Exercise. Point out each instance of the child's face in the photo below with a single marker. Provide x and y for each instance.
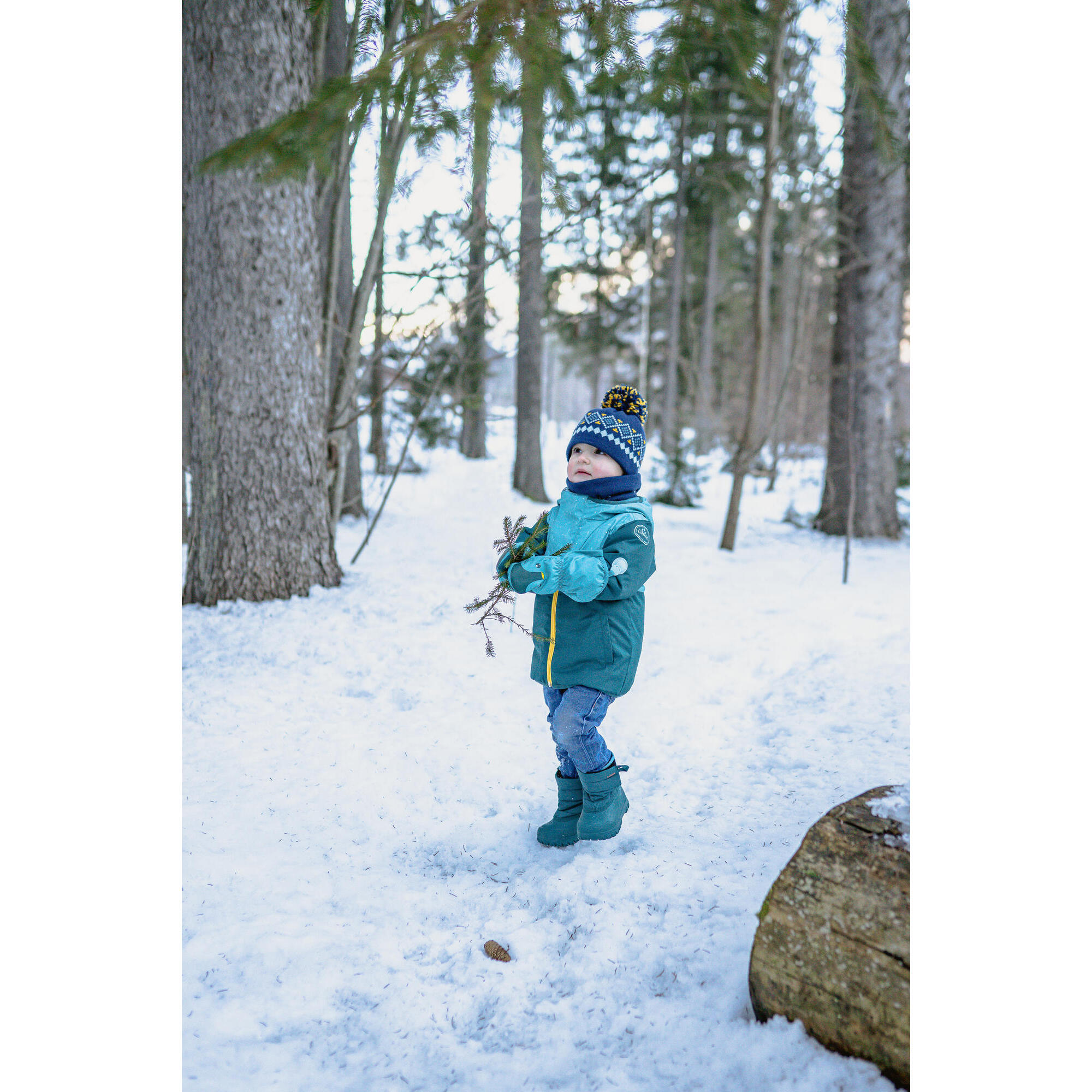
(588, 462)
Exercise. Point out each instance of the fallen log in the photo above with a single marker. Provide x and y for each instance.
(833, 947)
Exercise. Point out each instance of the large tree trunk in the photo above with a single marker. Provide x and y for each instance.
(337, 243)
(833, 946)
(252, 312)
(476, 365)
(528, 471)
(873, 215)
(751, 443)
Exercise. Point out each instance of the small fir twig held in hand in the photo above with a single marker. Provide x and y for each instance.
(502, 595)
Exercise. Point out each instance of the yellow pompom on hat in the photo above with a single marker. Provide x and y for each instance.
(616, 428)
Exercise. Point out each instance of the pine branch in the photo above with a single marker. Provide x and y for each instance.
(502, 594)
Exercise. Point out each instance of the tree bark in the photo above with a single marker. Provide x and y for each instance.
(750, 444)
(670, 428)
(337, 242)
(377, 442)
(707, 424)
(252, 313)
(833, 946)
(394, 138)
(476, 365)
(872, 278)
(528, 470)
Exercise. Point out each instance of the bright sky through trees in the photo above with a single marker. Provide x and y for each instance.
(442, 184)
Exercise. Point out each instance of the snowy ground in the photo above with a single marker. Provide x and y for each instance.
(362, 788)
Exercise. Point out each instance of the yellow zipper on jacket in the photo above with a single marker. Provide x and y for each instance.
(553, 638)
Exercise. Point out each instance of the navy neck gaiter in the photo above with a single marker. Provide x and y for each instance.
(622, 488)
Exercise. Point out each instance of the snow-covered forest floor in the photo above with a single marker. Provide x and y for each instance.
(362, 790)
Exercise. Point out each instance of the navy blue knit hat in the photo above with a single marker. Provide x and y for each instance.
(618, 429)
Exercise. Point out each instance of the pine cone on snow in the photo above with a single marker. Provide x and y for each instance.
(495, 952)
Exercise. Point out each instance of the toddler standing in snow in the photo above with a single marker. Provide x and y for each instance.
(590, 611)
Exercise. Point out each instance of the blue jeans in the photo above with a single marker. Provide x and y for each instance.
(575, 717)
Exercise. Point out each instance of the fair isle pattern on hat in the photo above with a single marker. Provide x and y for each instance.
(616, 433)
(616, 428)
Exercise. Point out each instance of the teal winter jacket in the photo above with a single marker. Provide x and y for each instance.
(589, 601)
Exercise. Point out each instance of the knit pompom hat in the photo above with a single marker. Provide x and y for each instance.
(618, 428)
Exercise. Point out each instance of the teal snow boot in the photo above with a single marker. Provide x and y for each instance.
(604, 804)
(562, 830)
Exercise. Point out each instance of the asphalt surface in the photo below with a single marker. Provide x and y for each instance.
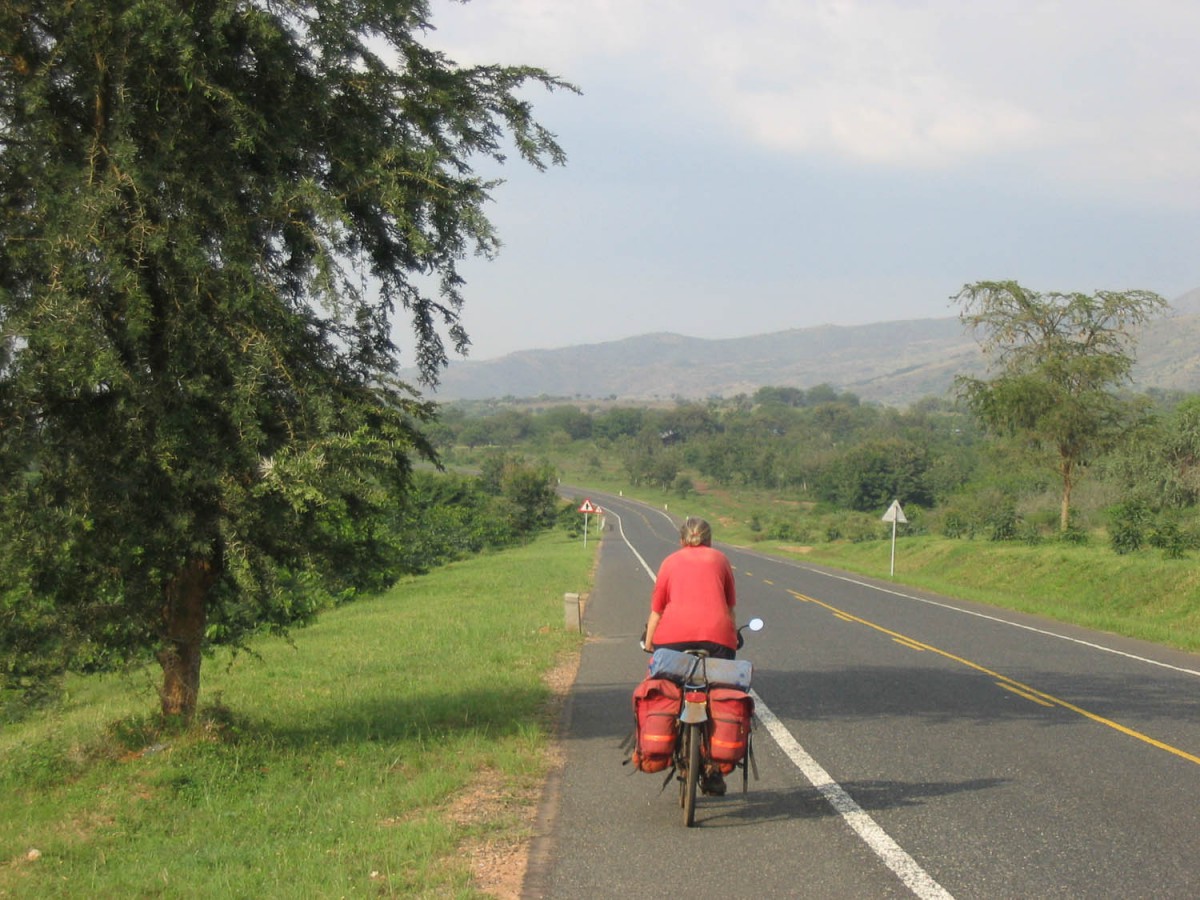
(907, 744)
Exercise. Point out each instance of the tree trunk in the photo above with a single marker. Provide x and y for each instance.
(184, 619)
(1068, 480)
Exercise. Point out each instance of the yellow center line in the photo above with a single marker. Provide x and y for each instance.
(1006, 682)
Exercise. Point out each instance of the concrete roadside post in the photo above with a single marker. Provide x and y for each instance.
(894, 515)
(571, 612)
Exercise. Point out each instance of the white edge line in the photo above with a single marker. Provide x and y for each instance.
(916, 879)
(867, 828)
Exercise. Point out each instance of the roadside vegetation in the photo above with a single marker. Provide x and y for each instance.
(372, 755)
(809, 474)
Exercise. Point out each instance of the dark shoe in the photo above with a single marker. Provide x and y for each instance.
(712, 784)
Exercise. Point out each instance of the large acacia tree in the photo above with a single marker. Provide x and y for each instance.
(1055, 360)
(210, 214)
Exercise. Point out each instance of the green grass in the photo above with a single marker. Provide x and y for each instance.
(1138, 595)
(325, 767)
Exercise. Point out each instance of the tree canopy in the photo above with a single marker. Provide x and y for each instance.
(1055, 360)
(210, 216)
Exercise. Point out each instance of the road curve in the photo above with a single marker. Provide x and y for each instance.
(907, 745)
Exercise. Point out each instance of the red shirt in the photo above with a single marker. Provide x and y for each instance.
(694, 594)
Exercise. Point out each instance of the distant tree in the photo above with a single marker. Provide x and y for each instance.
(1055, 360)
(618, 423)
(209, 215)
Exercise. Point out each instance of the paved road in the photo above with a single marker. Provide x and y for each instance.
(909, 745)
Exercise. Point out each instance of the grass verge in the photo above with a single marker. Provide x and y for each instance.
(343, 763)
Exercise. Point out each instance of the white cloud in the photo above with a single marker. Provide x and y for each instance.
(1099, 95)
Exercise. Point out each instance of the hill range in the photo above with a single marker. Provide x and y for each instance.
(892, 363)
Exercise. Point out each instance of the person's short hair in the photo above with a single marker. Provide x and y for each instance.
(696, 533)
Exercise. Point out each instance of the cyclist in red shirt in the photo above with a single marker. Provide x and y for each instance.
(694, 597)
(693, 609)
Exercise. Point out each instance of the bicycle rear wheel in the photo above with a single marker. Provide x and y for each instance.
(691, 737)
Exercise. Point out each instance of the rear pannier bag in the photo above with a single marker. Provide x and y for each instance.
(657, 705)
(729, 725)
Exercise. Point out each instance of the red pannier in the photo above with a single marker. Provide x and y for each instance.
(729, 726)
(657, 705)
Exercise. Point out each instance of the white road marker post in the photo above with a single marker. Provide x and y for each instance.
(894, 515)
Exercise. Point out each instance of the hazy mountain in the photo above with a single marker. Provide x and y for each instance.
(893, 363)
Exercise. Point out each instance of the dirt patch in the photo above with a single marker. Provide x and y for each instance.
(498, 864)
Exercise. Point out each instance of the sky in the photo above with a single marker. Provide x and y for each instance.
(741, 168)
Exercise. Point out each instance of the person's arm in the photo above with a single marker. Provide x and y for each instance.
(652, 625)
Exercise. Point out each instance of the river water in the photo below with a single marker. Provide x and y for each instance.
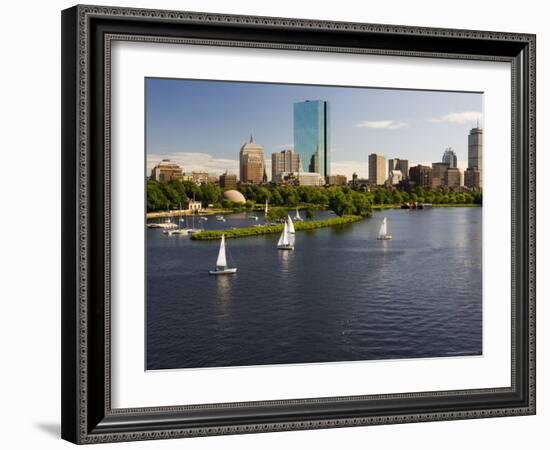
(341, 295)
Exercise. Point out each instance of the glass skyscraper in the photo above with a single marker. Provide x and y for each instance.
(311, 136)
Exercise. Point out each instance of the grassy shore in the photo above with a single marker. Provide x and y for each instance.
(270, 229)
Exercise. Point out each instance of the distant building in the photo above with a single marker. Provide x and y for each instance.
(472, 178)
(439, 169)
(437, 182)
(449, 157)
(194, 206)
(166, 171)
(228, 181)
(284, 161)
(234, 196)
(251, 162)
(337, 180)
(312, 136)
(475, 152)
(377, 169)
(453, 178)
(399, 164)
(395, 177)
(200, 177)
(421, 175)
(300, 179)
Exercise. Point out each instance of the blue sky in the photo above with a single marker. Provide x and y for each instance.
(203, 124)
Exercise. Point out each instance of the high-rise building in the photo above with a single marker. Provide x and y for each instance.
(421, 175)
(395, 177)
(449, 157)
(399, 164)
(312, 136)
(251, 162)
(453, 177)
(475, 151)
(472, 178)
(166, 170)
(439, 169)
(285, 161)
(337, 180)
(228, 180)
(377, 169)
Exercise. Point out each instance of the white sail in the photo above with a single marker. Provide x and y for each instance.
(222, 261)
(283, 240)
(383, 228)
(290, 226)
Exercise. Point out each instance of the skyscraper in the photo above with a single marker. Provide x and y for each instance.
(399, 164)
(251, 162)
(284, 161)
(475, 151)
(311, 136)
(421, 175)
(377, 169)
(449, 157)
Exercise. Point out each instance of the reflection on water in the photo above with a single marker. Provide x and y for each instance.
(341, 295)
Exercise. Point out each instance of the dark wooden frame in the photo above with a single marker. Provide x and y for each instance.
(87, 31)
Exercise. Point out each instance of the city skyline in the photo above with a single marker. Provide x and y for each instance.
(188, 122)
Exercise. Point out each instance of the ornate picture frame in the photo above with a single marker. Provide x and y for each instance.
(87, 35)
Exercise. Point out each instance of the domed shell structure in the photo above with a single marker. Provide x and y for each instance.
(234, 196)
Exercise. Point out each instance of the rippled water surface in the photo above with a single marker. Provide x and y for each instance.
(341, 295)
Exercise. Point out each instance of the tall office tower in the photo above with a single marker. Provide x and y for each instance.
(475, 152)
(453, 177)
(421, 175)
(312, 136)
(439, 169)
(449, 157)
(251, 162)
(377, 169)
(285, 161)
(399, 164)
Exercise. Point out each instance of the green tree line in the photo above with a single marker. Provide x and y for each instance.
(343, 200)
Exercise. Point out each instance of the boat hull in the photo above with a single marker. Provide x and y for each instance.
(285, 247)
(223, 272)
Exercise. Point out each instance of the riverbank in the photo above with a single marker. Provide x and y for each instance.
(186, 212)
(432, 205)
(271, 229)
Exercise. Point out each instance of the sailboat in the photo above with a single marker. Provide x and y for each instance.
(221, 263)
(286, 241)
(383, 232)
(290, 225)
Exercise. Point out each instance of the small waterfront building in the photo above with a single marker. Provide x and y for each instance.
(194, 206)
(228, 181)
(234, 196)
(166, 171)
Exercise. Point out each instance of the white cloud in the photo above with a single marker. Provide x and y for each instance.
(459, 117)
(381, 124)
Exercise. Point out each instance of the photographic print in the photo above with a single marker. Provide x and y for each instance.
(293, 224)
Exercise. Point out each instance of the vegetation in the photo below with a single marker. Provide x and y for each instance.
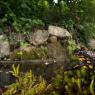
(27, 84)
(24, 16)
(73, 82)
(78, 16)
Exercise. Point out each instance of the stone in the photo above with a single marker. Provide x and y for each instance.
(4, 46)
(55, 49)
(15, 39)
(59, 32)
(39, 37)
(91, 43)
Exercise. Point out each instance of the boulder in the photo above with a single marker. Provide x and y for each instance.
(15, 39)
(4, 46)
(39, 37)
(59, 32)
(55, 49)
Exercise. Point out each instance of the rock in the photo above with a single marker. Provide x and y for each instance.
(91, 43)
(55, 49)
(52, 39)
(59, 32)
(39, 37)
(15, 39)
(4, 46)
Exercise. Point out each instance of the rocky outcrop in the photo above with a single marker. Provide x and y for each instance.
(92, 43)
(55, 49)
(59, 32)
(39, 37)
(4, 46)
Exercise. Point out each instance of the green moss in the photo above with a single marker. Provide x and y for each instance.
(36, 53)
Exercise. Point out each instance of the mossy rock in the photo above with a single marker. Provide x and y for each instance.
(36, 53)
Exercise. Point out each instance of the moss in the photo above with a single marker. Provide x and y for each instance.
(36, 53)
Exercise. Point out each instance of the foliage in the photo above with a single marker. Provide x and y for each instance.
(76, 82)
(78, 16)
(26, 84)
(36, 53)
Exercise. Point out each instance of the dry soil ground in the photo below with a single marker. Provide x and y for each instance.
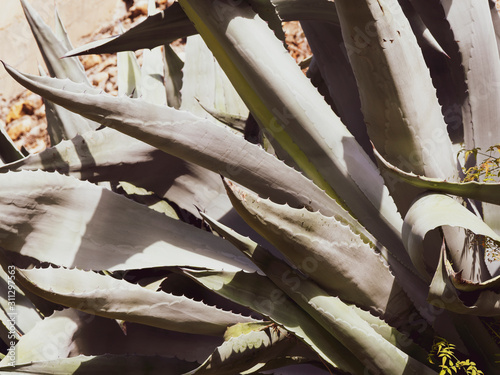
(24, 116)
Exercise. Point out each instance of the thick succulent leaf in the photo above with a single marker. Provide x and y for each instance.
(17, 313)
(334, 315)
(424, 36)
(400, 107)
(52, 48)
(8, 150)
(216, 93)
(129, 75)
(63, 124)
(260, 294)
(191, 138)
(118, 299)
(62, 35)
(152, 82)
(108, 155)
(162, 28)
(436, 210)
(261, 257)
(297, 118)
(495, 17)
(247, 351)
(70, 332)
(486, 192)
(148, 198)
(173, 76)
(328, 48)
(110, 231)
(105, 364)
(267, 10)
(328, 250)
(472, 25)
(447, 290)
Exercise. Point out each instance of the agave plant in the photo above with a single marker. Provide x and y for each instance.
(360, 243)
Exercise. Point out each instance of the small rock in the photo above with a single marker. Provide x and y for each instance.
(20, 127)
(90, 61)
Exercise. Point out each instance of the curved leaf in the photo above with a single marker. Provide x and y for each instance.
(70, 332)
(262, 295)
(296, 117)
(37, 219)
(333, 314)
(401, 110)
(191, 138)
(486, 192)
(436, 210)
(118, 299)
(328, 250)
(247, 351)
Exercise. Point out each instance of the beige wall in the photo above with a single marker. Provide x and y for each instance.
(17, 45)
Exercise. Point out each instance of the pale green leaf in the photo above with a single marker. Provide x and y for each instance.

Directions for this task: Write out only what runs from the line holding "Exercise. Point out each instance of the thick" through the last line of the records, exactly as shown.

Exercise result:
Exercise. Point out each instance of the thick succulent leaf in the photo above with a single marker. Provide x and y for each instance.
(17, 313)
(334, 315)
(424, 36)
(400, 107)
(52, 48)
(8, 150)
(216, 93)
(129, 75)
(63, 124)
(260, 294)
(191, 138)
(118, 299)
(62, 35)
(152, 82)
(108, 155)
(162, 28)
(436, 210)
(261, 257)
(297, 118)
(495, 17)
(247, 351)
(70, 332)
(486, 192)
(148, 198)
(173, 76)
(328, 48)
(110, 231)
(105, 364)
(267, 10)
(328, 250)
(472, 25)
(447, 290)
Exercise. Point out each instance of the agave plant in the photo above with a single marker. Provide x and y for each instance.
(360, 243)
Exercise. Point out each instance of the small rock in the photo above with a single marker. Provide x and y for each instance.
(20, 127)
(90, 61)
Exercise. Point out each instance of the curved leaf in the photo above with a single marker. Provide x and y for each instance.
(70, 332)
(262, 295)
(296, 117)
(37, 219)
(333, 314)
(401, 110)
(191, 138)
(486, 192)
(436, 210)
(118, 299)
(328, 250)
(247, 351)
Exercise. Point out each instance of the beige wall in the photo above with a single marker. Provide x and y for each instance.
(17, 45)
Exercise. Point out each instance of the pale green leaf in the photo above with a single marker. Provide x and y for each instance.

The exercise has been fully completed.